- What you are asked to do: Show every line in the entries below where the word "wooden" appears.

-----

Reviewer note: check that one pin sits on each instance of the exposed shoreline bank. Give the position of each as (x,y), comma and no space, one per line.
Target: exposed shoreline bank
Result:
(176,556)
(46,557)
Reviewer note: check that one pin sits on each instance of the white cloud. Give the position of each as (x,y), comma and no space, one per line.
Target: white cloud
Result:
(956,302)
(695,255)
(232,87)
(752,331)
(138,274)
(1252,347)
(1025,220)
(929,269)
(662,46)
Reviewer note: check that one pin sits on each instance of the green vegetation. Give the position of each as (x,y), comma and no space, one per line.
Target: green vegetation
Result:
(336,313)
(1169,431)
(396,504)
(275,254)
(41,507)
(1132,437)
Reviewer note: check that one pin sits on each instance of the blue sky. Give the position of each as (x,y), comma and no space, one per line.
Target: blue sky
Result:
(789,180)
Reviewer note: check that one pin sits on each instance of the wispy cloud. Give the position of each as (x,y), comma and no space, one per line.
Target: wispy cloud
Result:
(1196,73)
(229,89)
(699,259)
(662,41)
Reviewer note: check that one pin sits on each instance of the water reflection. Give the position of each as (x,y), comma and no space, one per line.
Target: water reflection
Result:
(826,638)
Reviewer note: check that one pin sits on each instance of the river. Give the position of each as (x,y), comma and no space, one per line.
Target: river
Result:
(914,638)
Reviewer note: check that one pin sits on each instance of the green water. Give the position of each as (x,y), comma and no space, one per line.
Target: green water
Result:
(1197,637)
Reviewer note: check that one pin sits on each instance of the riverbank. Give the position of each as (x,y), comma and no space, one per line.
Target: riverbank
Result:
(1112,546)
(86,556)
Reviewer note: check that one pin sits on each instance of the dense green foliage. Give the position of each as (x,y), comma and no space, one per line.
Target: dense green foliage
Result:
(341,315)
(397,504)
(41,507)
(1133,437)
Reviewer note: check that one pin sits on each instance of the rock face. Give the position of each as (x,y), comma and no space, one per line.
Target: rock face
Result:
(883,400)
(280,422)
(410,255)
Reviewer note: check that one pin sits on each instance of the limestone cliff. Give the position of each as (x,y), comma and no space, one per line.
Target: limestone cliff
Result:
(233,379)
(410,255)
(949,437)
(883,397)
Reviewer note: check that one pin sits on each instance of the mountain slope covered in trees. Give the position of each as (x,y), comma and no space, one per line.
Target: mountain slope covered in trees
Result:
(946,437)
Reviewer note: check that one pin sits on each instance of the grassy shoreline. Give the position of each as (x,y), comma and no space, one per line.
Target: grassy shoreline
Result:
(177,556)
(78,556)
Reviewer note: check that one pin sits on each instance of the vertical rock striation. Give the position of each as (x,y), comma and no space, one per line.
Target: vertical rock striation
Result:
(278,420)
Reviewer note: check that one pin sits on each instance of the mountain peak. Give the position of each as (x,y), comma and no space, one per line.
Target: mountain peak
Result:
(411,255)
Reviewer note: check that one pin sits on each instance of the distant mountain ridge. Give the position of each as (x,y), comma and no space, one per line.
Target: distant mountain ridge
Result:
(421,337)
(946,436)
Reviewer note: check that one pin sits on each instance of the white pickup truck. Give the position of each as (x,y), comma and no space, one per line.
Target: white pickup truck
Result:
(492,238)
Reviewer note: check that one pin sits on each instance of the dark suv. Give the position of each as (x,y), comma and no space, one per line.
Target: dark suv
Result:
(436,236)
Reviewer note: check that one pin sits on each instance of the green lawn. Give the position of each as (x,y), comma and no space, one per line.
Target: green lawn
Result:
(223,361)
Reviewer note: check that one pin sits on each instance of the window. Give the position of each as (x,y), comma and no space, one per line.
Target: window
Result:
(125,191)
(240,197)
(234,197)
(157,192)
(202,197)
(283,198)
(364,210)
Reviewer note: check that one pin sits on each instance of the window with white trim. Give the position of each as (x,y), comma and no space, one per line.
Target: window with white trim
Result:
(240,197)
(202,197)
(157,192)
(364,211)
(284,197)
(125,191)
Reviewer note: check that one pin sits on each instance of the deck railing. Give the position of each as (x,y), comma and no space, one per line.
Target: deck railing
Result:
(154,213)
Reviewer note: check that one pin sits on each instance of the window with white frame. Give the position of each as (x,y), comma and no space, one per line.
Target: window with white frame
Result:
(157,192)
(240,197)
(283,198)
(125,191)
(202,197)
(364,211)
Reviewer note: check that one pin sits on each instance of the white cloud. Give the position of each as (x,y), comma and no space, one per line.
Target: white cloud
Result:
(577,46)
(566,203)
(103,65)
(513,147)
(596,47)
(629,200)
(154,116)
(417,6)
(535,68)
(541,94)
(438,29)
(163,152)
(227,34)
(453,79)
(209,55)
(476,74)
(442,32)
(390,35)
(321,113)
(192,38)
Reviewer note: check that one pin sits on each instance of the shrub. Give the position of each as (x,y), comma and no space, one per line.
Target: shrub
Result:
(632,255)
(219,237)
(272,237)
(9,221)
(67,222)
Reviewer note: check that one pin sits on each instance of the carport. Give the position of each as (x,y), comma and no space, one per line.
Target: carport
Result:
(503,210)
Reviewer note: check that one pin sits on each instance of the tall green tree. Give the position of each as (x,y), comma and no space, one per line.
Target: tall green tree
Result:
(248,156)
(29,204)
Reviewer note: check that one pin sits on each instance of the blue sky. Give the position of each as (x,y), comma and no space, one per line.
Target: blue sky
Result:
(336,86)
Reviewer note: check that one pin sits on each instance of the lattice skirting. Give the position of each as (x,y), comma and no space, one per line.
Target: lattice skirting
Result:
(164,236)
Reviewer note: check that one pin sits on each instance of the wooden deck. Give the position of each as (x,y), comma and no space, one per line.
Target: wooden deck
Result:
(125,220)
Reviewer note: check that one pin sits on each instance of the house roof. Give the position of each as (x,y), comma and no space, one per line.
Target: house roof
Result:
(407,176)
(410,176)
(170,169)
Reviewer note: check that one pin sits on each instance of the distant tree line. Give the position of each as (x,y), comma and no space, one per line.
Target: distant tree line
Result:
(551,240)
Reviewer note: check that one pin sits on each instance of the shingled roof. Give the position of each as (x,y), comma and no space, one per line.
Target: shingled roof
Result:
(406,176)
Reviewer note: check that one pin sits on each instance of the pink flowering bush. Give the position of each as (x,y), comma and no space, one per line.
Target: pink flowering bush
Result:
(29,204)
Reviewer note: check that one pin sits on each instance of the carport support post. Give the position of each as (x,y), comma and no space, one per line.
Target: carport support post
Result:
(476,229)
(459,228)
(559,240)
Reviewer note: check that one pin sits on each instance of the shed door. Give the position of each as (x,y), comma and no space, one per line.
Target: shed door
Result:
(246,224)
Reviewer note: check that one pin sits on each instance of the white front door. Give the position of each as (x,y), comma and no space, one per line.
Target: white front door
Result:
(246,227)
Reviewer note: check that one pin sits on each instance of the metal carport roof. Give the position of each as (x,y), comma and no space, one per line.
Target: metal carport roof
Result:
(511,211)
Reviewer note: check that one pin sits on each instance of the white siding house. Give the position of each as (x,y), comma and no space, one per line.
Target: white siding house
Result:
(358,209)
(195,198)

-----

- Output below:
Reviewer note: check that one pin sits on each instance of the wooden deck. Give the position of each as (x,y), comma and no space, one per line.
Target: wooden deck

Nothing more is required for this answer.